- **Requirements**: Copy out verbatim the lines starting at the one that contains "Expected: the position of each instance of the pot" and ending at the last line of the items.

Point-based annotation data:
▽

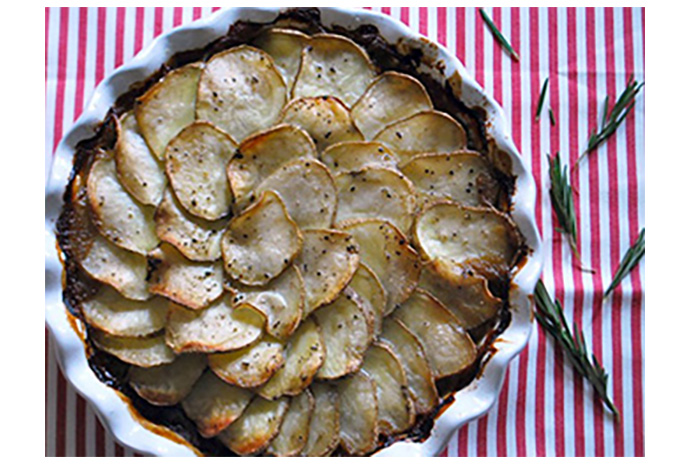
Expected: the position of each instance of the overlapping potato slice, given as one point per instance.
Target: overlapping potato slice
(195, 162)
(294, 430)
(324, 428)
(139, 170)
(285, 46)
(167, 107)
(424, 132)
(395, 407)
(304, 356)
(413, 360)
(260, 243)
(358, 413)
(328, 260)
(218, 328)
(347, 332)
(168, 384)
(333, 65)
(466, 239)
(188, 283)
(325, 118)
(261, 154)
(464, 177)
(386, 251)
(251, 366)
(240, 91)
(214, 404)
(390, 98)
(111, 313)
(256, 427)
(145, 352)
(119, 217)
(375, 192)
(447, 346)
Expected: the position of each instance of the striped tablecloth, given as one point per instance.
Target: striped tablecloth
(544, 408)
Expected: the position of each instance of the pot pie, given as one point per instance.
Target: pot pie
(289, 243)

△

- **Task output**:
Expected: the position of each instance of the pot pie, given as one point per instance.
Target: pot pie
(289, 243)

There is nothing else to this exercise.